La French Tech, le nouvel atout de la réindustrialisation

BlaBlaCar, Doctolib, Lydia… Quand on parle de la French Tech, c’est d’abord à des poids lourds du numérique que l’on a tendance à penser. Mais depuis 2019, l’État fonde de grands espoirs dans un autre type de start-ups : celles mêlant recherche fondamentale, innovation de rupture et… visée industrielle. Dans la lignée du fameux plan d’investissement « France 2030 », de nombreux financements et programmes ont été mis en place pour les aider à s’implanter sur notre territoire. Et si le maillon clé du grand dessein gouvernemental de réindustrialisation, c’étaient elles ? (Cet article est issu de T La Revue n°16 - Réindustrialiser et décarboner la France)
(Crédits : Istock)

Matériel fourni
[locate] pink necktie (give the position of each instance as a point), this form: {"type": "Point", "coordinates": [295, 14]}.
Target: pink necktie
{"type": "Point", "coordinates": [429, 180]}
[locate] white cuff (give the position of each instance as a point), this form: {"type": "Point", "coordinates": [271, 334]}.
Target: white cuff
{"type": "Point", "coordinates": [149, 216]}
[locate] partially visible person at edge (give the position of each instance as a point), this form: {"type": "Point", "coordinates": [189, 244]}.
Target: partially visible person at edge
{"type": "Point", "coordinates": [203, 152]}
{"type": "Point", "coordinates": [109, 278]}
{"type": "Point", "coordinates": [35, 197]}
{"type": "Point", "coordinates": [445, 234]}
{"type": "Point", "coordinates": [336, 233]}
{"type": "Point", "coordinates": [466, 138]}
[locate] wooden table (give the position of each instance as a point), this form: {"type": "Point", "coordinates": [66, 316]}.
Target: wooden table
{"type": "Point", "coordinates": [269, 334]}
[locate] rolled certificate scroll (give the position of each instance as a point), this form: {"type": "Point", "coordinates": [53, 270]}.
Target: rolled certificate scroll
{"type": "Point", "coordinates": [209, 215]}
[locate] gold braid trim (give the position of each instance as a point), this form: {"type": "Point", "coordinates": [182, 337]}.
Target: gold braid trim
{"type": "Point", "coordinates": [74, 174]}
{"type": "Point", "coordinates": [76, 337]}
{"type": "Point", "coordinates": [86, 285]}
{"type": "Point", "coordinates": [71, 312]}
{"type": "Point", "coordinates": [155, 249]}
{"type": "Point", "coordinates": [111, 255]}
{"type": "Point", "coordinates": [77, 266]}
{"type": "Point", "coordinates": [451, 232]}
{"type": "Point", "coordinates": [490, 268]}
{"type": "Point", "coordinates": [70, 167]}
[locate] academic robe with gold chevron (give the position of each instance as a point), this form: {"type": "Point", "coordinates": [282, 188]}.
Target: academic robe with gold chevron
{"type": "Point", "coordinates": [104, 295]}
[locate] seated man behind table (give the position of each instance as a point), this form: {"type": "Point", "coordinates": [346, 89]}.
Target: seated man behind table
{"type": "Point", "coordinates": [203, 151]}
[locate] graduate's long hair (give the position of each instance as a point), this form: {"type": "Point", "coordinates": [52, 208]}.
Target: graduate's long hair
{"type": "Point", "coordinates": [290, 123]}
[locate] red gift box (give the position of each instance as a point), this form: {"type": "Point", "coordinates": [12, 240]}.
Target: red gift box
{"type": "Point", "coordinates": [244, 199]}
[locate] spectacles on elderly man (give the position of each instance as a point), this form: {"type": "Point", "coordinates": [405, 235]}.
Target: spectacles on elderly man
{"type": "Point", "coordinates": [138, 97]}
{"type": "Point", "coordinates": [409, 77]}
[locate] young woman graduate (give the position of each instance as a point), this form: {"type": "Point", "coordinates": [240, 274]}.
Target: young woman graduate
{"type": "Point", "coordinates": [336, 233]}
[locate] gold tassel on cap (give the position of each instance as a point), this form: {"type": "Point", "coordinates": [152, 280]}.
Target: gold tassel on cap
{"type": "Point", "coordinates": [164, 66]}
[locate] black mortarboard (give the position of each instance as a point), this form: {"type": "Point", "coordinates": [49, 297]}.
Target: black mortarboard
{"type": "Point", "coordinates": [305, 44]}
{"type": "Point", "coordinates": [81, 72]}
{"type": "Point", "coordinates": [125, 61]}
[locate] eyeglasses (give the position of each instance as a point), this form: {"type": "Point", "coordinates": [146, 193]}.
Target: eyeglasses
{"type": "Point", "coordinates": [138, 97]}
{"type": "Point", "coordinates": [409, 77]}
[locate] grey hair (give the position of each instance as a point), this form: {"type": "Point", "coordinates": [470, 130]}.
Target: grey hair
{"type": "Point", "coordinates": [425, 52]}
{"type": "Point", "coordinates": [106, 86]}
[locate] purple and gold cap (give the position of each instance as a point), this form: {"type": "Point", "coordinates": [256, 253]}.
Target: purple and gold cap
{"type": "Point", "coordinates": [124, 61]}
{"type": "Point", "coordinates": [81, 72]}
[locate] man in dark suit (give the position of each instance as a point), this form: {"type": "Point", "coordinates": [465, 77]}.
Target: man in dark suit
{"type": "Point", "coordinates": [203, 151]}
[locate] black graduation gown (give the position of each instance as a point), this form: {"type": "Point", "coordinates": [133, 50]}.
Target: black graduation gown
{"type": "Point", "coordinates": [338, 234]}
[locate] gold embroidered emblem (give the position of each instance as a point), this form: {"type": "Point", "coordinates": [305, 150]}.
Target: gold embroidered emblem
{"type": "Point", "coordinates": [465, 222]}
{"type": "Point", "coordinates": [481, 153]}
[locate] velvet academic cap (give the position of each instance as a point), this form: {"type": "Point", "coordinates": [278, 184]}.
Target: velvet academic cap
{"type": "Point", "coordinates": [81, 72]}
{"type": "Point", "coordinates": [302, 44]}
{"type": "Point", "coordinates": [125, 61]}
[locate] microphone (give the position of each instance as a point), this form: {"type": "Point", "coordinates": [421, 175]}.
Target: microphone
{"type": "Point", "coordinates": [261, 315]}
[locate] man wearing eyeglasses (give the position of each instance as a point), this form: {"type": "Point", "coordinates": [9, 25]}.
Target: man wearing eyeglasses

Consignes
A - Selon l'article sur la French Tech, dans quel but de nombreux financements et programmes ont-ils été mis en place pour les start-ups à visée industrielle ? Répondez en une à trois phrases.
B - Répondez aux questions suivantes d'après l'article sur la French Tech.
(i) Quelles entreprises sont citées dans la première phrase ?
(ii) Depuis quelle année l'État fonde-t-il de grands espoirs dans un autre type de start-ups ?
(iii) De quel numéro de T La Revue l'article est-il issu ?
C - Poursuivez l'article sur la French Tech à partir de sa dernière phrase.

Réponses finales
A - Ces financements et programmes, lancés dans la lignée du plan d'investissement « France 2030 », visent à aider ces start-ups à s'implanter sur le territoire français. Ces start-ups mêlent recherche fondamentale, innovation de rupture et visée industrielle.

B -
(i) BlaBlaCar, Doctolib et Lydia.
(ii) Depuis 2019.
(iii) Du numéro 16, intitulé « Réindustrialiser et décarboner la France ».

C -
C'était en février dernier, à l'occasion de la publication des nouveaux lauréats du prestigieux Next40/FT120, indice phare de la French Tech. À l'Élysée, Emmanuelle Macron annonçait viser la création de 100 sites industriels issus de l'écosystème des start-ups françaises d'ici 2025. Dont acte. Quelques semaines plus tard, un nouveau programme favorisant les jeunes pousses innovantes voyait le jour : le « French Tech 2030 ».

Ce dispositif d'aide sur mesure visant à faire décoller les acteurs émergents de l'innovation et de la décarbonisation est le dernier né d'une liste désormais bien étoffée de mesures dédiées. Depuis quatre ans, cap est mis par l'État et sa banque d'investissement Bpifrance sur les start-ups susceptibles de s'industrialiser en France, et notamment les deep tech, ces entreprises qui développent des innovations de rupture et qui représentent aujourd'hui près de la moitié des start-ups industrielles du pays.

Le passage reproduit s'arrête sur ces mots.